- [Brief] Show every line of the data below that includes the word "table".

::::

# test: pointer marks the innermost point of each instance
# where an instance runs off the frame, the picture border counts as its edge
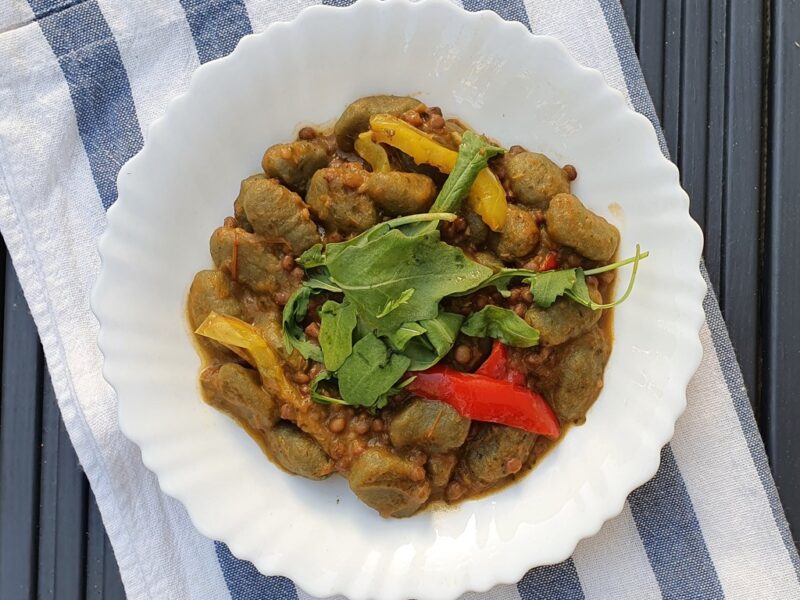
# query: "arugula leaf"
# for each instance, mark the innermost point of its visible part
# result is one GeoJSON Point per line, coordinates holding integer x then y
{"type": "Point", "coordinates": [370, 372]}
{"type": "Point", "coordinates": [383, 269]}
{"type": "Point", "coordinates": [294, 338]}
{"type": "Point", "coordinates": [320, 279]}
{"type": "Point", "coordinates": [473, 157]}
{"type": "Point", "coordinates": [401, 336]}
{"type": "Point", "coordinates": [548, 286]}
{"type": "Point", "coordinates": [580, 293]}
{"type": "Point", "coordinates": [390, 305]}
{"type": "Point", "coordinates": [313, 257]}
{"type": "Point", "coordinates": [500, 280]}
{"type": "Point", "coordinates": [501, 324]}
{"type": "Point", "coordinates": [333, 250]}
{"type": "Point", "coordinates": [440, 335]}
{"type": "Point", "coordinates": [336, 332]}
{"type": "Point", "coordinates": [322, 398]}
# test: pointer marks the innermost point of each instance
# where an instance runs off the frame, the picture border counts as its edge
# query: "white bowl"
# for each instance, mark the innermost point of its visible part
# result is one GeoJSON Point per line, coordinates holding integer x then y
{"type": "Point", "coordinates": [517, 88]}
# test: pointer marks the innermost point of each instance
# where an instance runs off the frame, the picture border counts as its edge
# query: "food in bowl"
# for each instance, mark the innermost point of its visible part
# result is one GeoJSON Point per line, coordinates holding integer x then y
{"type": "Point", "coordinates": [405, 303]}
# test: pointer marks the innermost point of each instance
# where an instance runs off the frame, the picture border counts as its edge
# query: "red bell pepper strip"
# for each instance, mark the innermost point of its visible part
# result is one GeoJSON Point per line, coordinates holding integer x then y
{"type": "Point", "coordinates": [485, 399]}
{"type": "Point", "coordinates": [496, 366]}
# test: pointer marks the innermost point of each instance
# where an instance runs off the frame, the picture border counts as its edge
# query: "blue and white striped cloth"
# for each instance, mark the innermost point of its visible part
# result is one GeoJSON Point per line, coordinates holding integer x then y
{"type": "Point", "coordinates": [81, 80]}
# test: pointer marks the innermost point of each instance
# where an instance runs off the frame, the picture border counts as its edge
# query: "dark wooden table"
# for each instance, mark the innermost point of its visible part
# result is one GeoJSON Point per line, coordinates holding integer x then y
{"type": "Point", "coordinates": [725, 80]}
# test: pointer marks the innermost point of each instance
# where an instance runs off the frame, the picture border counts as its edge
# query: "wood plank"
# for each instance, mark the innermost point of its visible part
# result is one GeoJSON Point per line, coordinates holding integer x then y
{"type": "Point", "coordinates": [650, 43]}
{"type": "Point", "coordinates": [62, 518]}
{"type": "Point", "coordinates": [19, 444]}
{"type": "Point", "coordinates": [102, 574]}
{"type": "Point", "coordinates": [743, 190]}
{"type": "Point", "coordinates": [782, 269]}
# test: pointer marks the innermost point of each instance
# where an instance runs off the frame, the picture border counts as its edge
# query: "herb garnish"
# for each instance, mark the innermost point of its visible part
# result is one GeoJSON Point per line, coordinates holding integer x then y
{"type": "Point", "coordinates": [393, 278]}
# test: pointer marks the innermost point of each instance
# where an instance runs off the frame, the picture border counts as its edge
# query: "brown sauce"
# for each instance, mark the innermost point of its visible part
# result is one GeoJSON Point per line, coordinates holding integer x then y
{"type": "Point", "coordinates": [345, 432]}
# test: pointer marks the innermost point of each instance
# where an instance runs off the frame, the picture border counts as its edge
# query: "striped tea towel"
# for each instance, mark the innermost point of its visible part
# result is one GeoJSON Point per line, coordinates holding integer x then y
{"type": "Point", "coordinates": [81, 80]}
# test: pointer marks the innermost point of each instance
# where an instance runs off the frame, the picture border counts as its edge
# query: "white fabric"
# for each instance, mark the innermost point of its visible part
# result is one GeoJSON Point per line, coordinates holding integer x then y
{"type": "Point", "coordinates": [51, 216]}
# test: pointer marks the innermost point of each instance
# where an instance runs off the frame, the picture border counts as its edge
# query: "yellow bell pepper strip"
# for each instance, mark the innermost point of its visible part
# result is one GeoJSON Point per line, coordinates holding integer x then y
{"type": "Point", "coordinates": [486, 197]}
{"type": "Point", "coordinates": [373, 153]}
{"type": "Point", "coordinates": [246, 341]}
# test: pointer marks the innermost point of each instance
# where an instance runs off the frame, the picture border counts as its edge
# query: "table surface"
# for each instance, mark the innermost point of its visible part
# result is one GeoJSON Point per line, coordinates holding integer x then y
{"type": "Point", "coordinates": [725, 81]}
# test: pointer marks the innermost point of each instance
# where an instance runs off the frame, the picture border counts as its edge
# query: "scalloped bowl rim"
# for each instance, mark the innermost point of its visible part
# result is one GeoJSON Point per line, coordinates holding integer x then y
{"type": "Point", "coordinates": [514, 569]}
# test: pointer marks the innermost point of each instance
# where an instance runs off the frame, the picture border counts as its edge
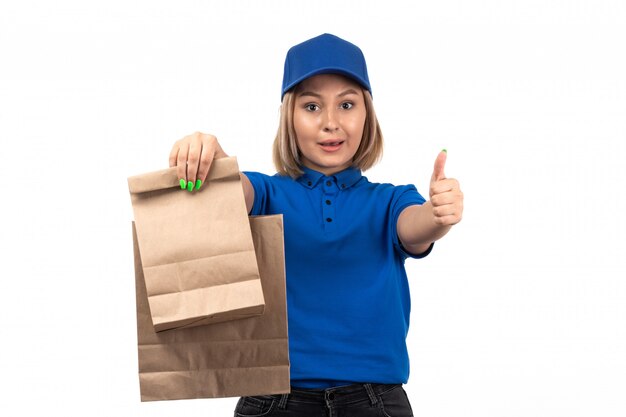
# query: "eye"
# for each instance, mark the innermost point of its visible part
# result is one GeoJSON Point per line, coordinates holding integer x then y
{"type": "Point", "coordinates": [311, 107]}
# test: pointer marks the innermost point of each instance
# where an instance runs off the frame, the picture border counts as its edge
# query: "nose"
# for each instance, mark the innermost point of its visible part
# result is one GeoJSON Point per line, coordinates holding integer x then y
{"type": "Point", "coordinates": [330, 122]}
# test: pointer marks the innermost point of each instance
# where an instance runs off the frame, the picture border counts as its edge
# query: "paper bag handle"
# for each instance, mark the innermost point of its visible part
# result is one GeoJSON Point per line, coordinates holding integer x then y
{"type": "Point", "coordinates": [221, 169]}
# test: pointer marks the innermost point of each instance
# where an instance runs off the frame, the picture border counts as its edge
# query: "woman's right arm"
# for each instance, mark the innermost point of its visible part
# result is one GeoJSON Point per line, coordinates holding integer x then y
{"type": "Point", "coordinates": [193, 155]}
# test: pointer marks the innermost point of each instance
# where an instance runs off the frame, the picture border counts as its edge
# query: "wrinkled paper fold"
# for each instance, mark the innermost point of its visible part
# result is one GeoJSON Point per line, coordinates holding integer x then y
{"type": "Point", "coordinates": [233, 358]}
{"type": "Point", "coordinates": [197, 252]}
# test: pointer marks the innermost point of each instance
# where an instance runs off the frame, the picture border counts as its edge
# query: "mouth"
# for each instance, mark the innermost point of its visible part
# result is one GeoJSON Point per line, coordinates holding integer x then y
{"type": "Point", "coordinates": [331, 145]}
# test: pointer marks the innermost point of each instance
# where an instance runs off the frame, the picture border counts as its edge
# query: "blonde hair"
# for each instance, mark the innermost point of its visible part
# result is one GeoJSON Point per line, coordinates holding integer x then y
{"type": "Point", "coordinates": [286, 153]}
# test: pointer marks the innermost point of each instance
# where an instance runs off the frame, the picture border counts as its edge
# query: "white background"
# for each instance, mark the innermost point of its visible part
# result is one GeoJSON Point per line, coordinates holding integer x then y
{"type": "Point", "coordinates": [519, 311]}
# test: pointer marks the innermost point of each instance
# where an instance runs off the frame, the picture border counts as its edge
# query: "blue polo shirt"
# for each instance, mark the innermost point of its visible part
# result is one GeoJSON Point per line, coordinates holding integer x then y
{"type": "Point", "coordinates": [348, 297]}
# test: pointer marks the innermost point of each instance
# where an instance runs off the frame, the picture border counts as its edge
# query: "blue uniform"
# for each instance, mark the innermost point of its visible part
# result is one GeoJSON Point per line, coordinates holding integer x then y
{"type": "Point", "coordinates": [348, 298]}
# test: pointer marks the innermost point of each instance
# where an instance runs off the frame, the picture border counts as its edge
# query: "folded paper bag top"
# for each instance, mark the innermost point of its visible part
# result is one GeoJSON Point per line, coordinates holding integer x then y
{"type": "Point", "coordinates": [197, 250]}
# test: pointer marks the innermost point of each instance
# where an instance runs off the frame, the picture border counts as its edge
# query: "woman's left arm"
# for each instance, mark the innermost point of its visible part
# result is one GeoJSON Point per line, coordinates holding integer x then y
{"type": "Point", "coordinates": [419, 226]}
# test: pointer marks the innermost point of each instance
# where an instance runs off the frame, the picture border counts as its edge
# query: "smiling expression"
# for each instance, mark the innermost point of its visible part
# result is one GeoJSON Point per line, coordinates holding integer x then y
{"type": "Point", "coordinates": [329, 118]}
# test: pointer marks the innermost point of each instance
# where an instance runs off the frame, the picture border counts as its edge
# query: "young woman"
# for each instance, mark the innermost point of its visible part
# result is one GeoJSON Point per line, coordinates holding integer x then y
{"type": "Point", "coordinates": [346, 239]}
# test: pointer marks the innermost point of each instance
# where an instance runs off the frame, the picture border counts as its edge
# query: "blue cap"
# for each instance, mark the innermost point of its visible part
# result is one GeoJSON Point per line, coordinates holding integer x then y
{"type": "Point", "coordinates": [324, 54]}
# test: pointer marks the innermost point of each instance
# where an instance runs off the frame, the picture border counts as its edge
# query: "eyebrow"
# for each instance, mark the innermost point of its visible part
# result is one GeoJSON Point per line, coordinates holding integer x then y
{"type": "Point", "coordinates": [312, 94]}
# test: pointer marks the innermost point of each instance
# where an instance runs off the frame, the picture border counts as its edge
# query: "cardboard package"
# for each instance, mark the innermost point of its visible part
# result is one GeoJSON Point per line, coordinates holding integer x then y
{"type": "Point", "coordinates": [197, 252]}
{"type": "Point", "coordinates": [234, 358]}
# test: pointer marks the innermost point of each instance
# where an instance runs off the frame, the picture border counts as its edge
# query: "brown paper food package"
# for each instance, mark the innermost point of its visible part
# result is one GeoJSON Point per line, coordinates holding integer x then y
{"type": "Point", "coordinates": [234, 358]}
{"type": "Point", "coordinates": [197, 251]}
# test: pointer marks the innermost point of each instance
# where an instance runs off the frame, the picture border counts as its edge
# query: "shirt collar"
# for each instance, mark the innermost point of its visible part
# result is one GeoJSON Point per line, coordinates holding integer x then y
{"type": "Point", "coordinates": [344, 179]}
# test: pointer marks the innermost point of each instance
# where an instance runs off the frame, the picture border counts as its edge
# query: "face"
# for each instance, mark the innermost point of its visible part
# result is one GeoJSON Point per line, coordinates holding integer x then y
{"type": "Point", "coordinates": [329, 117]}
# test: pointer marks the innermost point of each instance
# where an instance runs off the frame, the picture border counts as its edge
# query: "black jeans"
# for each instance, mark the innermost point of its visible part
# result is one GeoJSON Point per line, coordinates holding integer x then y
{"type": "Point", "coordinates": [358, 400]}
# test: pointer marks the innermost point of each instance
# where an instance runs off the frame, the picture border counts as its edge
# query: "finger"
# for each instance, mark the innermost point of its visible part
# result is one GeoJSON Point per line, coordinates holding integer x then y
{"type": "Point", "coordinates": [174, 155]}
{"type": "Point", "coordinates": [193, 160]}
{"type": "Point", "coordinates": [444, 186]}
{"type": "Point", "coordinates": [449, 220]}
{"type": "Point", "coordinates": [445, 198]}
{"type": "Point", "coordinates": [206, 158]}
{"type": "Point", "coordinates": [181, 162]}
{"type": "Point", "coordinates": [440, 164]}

::::

- [Answer section]
# query: "dark wooden table"
# query: "table surface"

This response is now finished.